Heather Booth was a student in Chicago in 1965 when she received a call from a friend in need. His sister, he said, was pregnant but not ready to have a child. She was “nearly suicidal.”
Drawing on her contacts in the city, Booth helped the young woman find a doctor willing to perform an illegal abortion—in what she believed would be a one-off “act of goodwill.”
“But word must have spread,” the 76-year-old said in an interview from her home in Washington, more than half a century later.
That one act would grow into an underground network of women called “Jane,” whose members helped end thousands of unwanted pregnancies, safely and without stigma—eventually performing 11,000 abortions themselves.
By January 22, 1973—when the US Supreme Court’s landmark Roe v. Wade decision created a nationwide right to abortion—seven “Jane” members were awaiting trial.
One of them was Martha Scott, who at the age of 80—and with the court now expected to repeal that right—looks back defiantly on her decision to break the law many years ago.

## [Data]
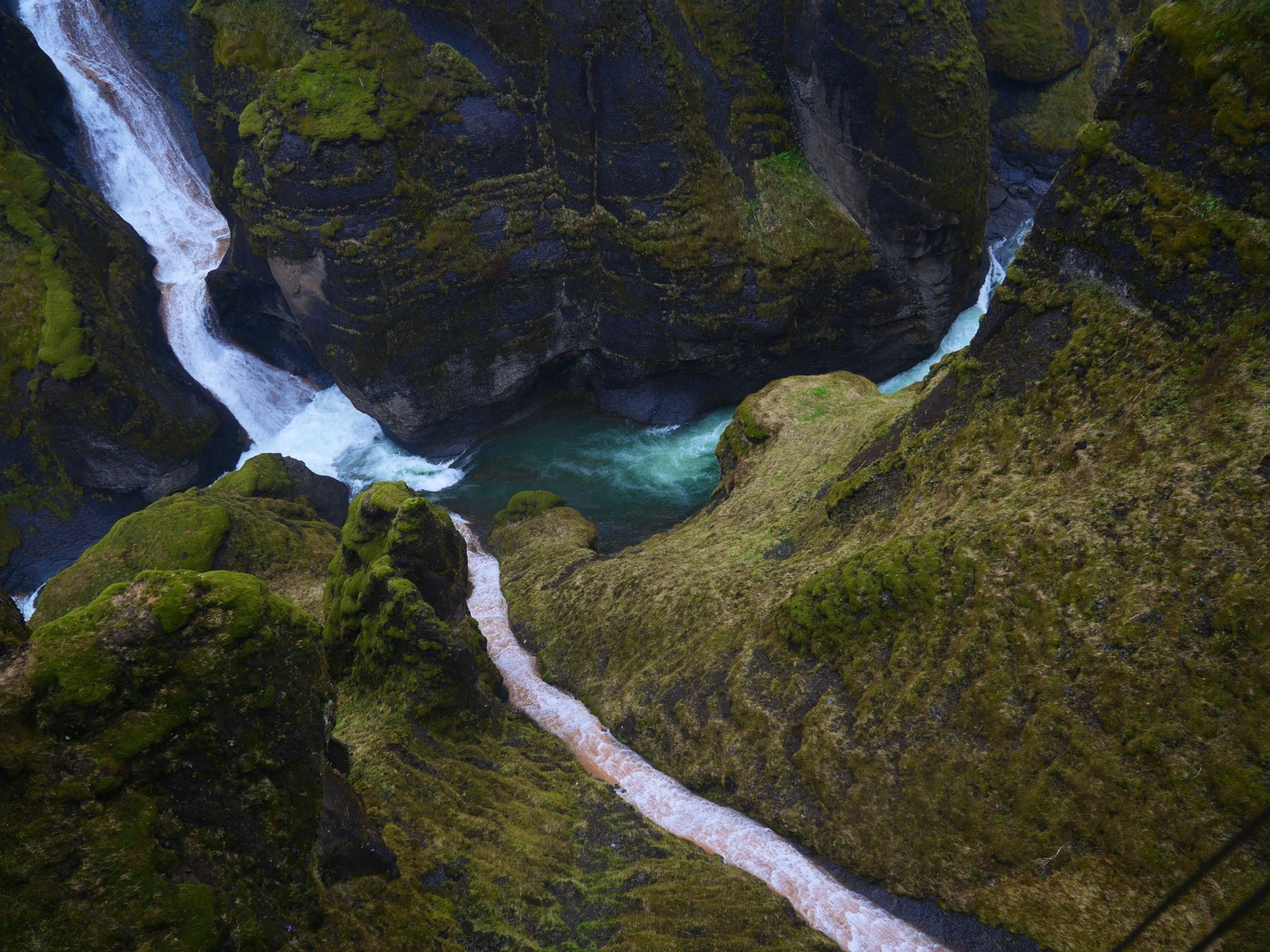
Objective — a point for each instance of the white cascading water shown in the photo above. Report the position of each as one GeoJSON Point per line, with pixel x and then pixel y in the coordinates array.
{"type": "Point", "coordinates": [1001, 253]}
{"type": "Point", "coordinates": [847, 918]}
{"type": "Point", "coordinates": [150, 182]}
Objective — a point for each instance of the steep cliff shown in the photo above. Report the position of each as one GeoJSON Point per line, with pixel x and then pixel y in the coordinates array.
{"type": "Point", "coordinates": [461, 208]}
{"type": "Point", "coordinates": [93, 400]}
{"type": "Point", "coordinates": [999, 639]}
{"type": "Point", "coordinates": [190, 761]}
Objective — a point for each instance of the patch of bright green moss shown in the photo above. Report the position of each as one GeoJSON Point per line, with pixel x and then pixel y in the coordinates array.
{"type": "Point", "coordinates": [795, 219]}
{"type": "Point", "coordinates": [253, 520]}
{"type": "Point", "coordinates": [526, 506]}
{"type": "Point", "coordinates": [23, 190]}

## [Required work]
a. Using the passage on the Jane abortion network, explain why Heather Booth helped a young woman find a doctor in 1965.
b. Go on with the passage on the Jane abortion network, starting after its last sentence about Martha Scott.
The data that comes before these tasks isn't needed for any of them.

## [Responses by item number]
a. A friend of Booth's called for help because his sister was pregnant but not ready to have a child, and she was "nearly suicidal." Booth used her contacts in Chicago to find a doctor willing to perform an abortion, which she thought would be a one-time act of goodwill.

b.
“I felt very strongly… that we are doing this illegal thing because it is important to do because it can’t be done legally,” Scott said in a video interview from her home in Chicago.
“We were just ladies down the street,” she said, but “bad laws require you to choose to act in ways that may be a little risky.”
Booth and Scott, whose journey with the “Janes” is spotlighted in an upcoming HBO documentary, have stark memories of the time before Roe — when desperate women would harm themselves attempting to end their pregnancies.
“Some were taking lye (a caustic ingredient in soap), some were using a coat hanger,” said Booth. “Some were doing damage to themselves, throwing themselves down stairs or off a rooftop.”
Without alternatives, women sought out abortions from illegal providers, many of whom were motivated by profit or unscrupulous in other ways, with little concern for women’s health.
Eleanor Oliver, another former member of the network, said when she sought an illegal abortion in Washington, she was told the doctor might want her to be “a little cozier and friendlier than just a patient.”
Fortunately, said the now-84-year-old Oliver, “he was very businesslike, very official.”
As word got out that Booth could help women get a safe abortion, more and more began contacting her—and she recruited others to help.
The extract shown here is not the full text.